**Labeling and segmentation records:**
— start —

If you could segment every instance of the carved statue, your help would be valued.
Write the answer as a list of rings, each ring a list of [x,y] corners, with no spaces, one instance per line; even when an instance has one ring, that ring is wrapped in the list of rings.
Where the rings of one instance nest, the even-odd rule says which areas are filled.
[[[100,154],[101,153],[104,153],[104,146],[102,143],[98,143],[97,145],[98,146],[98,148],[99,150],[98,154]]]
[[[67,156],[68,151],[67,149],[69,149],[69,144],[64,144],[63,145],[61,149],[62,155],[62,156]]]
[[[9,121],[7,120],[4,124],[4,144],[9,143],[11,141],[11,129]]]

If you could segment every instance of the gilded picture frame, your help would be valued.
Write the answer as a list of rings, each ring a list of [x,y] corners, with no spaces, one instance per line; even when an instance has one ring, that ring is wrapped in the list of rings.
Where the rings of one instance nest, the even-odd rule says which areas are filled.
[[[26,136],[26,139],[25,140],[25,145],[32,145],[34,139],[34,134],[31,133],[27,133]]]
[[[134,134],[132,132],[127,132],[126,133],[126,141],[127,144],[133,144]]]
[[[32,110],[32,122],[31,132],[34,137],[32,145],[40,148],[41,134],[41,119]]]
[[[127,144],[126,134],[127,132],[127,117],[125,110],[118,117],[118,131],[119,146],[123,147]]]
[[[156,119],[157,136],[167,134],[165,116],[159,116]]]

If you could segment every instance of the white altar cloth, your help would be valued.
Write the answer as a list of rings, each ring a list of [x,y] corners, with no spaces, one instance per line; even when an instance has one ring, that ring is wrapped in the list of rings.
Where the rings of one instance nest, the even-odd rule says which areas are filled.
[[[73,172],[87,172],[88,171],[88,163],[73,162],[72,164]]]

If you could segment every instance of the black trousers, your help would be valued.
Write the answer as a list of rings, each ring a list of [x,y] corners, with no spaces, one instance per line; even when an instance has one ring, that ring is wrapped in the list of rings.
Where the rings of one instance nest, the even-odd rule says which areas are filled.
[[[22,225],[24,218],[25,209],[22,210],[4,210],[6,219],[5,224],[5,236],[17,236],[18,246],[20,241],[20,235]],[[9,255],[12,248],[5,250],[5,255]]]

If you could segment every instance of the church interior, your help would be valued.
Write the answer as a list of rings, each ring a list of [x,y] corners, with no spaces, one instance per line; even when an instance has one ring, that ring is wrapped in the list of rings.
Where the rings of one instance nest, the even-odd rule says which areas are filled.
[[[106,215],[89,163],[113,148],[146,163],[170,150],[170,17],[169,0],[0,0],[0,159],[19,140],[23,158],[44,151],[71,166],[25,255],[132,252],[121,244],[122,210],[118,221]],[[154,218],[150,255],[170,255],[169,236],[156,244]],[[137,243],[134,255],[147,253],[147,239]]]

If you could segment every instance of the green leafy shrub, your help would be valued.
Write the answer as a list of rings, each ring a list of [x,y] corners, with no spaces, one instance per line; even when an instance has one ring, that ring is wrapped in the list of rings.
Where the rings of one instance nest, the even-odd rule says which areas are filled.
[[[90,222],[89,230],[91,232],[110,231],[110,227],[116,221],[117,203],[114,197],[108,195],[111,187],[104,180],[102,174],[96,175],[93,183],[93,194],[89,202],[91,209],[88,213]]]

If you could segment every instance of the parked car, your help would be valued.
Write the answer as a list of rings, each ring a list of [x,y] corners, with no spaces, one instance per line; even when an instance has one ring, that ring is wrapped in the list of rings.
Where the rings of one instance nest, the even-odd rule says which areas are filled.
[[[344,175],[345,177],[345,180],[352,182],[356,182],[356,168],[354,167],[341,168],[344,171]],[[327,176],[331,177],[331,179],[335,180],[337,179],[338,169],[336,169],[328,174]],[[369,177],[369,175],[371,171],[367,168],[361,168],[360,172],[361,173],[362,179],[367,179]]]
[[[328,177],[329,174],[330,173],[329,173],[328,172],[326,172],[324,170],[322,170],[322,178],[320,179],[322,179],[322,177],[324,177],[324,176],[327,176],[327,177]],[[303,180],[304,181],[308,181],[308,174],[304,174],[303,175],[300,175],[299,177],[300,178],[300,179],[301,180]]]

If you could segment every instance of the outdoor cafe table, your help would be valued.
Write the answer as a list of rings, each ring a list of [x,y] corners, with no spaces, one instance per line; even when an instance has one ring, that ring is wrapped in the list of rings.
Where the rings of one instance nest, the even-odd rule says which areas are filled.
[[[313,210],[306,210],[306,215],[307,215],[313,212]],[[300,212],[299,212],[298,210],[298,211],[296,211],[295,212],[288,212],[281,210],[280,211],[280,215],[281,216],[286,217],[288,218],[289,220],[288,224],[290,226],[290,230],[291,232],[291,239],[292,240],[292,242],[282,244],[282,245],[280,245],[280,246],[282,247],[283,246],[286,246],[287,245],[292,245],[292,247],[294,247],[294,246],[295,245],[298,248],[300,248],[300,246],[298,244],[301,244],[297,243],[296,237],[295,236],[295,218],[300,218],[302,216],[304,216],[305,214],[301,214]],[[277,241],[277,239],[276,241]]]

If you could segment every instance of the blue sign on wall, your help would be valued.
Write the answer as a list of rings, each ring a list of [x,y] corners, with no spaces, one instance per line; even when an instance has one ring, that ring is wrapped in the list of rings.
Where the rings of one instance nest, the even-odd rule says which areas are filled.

— end —

**WRITTEN REQUEST:** Give back, exactly as written, the lines from the one with "If you could segment every instance of the blue" to the last line.

**FINAL ANSWER:**
If you could segment every instance of the blue sign on wall, your help would be valued.
Write the answer as a list of rings, each ring a list of [x,y] corners, with no spaces, one instance per line; even when an instance has one ring, that ring is wrapped in the list of rings.
Where the rings of one instance nest, the even-odd rule says which areas are filled.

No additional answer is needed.